• Passage to read

--- --- ---

The trouble begins when the analogy is applied to persons standing close enough to each other that no wire or equipment is needed, or to the circumstance of writing something (as is the case with most works of literature) that is addressed to nobody in particular. By a process that for convenience we could call “nominalism”, each item in the elementary figure is given the status of a “thing”, something that exists, and each item must then be accounted for in any situation that is alleged to be analogous to the illustrative figure.[i] The sender of the message is identified as the poet; the recipient is the “audience” (conceived of as an indolent or resentful TV audience that has to be persuaded to pay attention); the “medium” is “language”. (Here the terms of the figure have slipped a little: by rights the “medium” corresponding to the wire that carries the electrical impulses would have to be the air carrying sound waves or a piece of paper carrying written characters on it.)[ii] By definition, a “message” is anything that can be sent; it does not follow, however, that anything that can be sent is a “message”. When we apply this to poetry we are in trouble: there is usually no evidence that for the poet there was in fact any sending or intent to send, and although a poem can have a “message” we usually suspect a poem of having an impure intention if it does have a “message”. By trying to make “message” mean too much it means almost nothing. Correspondingly the apparently forthright term “information” dissolves when on the one hand advertisers plead that everything they publish is “information”, and on the other hand computing people define “information” as anything that their technical system can accept for processing.
Once the analogy of “communication” is accepted for poetry we must look for a “message”; but what we find is either nothing, or else something grotesquely at odds with the poem itself. Yet because the figure insists that something has to be sent, the “message” gets desperately transformed into “meaning” or “intention”: the “message”, even if in soldierly terms it is obscure or indecipherable, is still what the poet “meant” or what he “intended to say”. If the poet’s “meaning” or “intention” eludes the grasp, we then regress to “the poet’s philosophy” in search of a key to interpretation – forgetting that “philosophy” is a shifty term, and that to work from the general to the particular is at best a hazardous procedure.
It is obvious that a “medium” is a vehicle for transmitting. A telephone circuit with a narrow range of audio-frequencies is an unfaithful medium for the human voice; a radio circuit of unstable frequency response is an unfaithful medium for any kind of sound. A medium (in this sense) has definable characteristics and limitations, but no character; it initiates nothing, and it does not partake of the nature of what it transmits. By asserting that language is a “medium”, the “communication” analogy insists that language is either a neutral conveyor of messages (meanings, intentions?), or else a conventional code in which messages can be conveyed.

--- --- ---

(Point annotation dataset records)
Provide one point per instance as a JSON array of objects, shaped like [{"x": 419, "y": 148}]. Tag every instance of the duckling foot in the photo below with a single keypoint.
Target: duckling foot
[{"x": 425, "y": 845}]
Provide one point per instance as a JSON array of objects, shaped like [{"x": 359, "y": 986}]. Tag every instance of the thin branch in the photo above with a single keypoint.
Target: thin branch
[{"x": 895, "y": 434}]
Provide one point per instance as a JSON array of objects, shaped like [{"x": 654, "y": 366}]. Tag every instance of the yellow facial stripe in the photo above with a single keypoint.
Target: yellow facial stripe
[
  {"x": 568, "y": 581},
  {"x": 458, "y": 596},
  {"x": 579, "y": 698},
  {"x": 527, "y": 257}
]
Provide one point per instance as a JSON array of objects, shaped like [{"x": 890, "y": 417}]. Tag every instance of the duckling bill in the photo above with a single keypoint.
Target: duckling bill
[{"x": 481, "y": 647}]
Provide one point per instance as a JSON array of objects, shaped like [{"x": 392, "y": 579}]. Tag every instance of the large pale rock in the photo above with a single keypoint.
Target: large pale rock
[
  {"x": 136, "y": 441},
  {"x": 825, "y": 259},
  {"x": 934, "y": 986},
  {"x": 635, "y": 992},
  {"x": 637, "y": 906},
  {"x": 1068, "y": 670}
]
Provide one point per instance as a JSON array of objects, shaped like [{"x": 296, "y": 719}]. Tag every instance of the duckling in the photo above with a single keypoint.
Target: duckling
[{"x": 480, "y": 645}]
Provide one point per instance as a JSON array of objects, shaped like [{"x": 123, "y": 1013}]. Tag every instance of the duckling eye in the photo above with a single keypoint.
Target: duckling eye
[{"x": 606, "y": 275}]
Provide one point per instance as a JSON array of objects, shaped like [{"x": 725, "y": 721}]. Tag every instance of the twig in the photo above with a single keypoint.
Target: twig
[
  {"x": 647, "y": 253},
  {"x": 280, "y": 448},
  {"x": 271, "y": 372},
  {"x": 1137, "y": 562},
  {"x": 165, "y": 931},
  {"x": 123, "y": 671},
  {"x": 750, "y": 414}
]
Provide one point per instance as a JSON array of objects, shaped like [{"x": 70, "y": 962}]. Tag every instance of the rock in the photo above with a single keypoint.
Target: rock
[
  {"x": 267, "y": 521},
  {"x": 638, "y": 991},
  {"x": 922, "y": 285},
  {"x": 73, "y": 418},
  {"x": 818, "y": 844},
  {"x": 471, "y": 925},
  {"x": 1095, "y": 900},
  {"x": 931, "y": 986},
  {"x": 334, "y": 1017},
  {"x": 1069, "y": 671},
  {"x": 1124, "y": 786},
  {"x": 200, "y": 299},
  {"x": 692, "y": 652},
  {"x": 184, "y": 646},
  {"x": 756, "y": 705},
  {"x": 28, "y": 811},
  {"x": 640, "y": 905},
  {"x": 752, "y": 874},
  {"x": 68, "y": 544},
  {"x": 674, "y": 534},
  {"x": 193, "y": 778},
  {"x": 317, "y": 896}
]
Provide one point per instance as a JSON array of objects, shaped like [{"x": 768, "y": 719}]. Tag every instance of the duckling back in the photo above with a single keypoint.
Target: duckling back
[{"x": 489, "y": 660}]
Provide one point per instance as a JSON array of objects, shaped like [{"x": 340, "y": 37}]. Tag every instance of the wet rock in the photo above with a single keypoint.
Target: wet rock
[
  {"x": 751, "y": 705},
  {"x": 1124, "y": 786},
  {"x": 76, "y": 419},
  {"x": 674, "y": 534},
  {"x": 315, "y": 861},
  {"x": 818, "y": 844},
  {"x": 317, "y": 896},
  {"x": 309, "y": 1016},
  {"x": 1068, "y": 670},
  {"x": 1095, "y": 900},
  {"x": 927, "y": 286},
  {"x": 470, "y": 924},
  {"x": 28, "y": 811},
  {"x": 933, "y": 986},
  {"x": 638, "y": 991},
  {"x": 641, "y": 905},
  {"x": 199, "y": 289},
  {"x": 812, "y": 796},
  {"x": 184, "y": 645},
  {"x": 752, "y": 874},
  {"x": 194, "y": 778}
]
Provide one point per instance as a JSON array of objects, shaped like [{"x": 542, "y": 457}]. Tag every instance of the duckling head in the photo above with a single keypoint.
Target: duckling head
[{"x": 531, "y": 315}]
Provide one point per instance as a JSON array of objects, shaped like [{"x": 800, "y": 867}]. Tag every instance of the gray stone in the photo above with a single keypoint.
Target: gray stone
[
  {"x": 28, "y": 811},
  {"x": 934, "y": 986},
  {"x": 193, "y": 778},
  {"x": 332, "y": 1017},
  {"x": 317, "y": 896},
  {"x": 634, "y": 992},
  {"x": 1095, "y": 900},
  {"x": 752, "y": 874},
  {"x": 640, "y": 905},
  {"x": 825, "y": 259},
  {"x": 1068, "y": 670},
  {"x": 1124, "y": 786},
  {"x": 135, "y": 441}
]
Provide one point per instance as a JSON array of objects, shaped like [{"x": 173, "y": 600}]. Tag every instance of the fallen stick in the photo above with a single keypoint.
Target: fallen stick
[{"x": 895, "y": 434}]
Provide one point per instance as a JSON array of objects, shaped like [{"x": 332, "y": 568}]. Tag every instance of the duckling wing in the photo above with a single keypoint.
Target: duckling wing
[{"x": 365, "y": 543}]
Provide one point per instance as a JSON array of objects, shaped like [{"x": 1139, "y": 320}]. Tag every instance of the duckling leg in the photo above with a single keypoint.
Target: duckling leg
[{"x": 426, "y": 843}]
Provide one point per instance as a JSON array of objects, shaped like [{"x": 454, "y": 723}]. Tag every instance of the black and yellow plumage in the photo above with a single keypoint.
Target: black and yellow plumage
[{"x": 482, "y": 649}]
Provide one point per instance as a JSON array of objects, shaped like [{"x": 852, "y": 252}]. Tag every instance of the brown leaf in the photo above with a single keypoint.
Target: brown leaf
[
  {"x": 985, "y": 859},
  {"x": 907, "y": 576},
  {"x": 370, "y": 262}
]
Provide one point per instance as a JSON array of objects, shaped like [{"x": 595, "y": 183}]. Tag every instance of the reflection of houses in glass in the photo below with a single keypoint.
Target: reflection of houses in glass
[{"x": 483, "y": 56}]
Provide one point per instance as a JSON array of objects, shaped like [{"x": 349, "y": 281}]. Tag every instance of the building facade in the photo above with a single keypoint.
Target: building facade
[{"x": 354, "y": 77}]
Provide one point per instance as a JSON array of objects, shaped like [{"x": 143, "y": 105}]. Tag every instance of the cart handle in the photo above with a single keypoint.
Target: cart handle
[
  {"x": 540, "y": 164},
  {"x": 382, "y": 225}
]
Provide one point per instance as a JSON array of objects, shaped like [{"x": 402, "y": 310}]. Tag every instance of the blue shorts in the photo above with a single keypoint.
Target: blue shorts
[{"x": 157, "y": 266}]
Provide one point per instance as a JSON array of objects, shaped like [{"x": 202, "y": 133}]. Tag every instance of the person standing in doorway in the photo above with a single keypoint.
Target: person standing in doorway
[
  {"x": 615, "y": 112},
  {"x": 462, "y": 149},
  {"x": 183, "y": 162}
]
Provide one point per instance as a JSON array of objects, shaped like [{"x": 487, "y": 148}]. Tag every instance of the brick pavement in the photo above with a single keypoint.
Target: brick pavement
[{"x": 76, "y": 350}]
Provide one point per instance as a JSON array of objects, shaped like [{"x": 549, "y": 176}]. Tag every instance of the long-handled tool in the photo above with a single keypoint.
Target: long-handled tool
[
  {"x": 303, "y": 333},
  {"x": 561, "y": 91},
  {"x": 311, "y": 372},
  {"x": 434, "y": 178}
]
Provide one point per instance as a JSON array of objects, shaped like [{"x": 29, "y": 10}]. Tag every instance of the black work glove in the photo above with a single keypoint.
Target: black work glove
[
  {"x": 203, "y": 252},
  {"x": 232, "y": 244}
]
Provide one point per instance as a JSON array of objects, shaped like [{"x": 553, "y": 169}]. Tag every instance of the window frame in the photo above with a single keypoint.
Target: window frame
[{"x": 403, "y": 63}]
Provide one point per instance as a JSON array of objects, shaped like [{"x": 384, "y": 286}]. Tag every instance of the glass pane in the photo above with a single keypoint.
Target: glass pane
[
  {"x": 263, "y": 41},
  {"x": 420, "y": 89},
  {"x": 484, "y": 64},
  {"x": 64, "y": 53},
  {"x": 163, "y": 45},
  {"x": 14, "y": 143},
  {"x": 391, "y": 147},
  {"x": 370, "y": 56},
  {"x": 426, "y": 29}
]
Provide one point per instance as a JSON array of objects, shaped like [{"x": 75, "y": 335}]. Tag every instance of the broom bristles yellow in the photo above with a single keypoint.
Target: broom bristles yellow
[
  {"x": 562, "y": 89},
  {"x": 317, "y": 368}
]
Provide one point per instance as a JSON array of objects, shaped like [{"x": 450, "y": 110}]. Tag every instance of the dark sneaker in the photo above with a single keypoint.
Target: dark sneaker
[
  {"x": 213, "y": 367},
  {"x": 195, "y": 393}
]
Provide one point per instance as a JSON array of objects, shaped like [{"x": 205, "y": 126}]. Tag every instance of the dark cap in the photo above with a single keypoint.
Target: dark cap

--- --- ---

• The request
Please answer these questions about the passage on the communication analogy and poetry:
(a) In the analogy as applied to poetry, what is the "medium" identified as?
(b) What does a medium lack, even though it has definable characteristics and limitations?
(c) When the poet's "meaning" or "intention" eludes the grasp, what do we regress to?

• Correct result
(a) Language.
(b) Character.
(c) The poet's philosophy.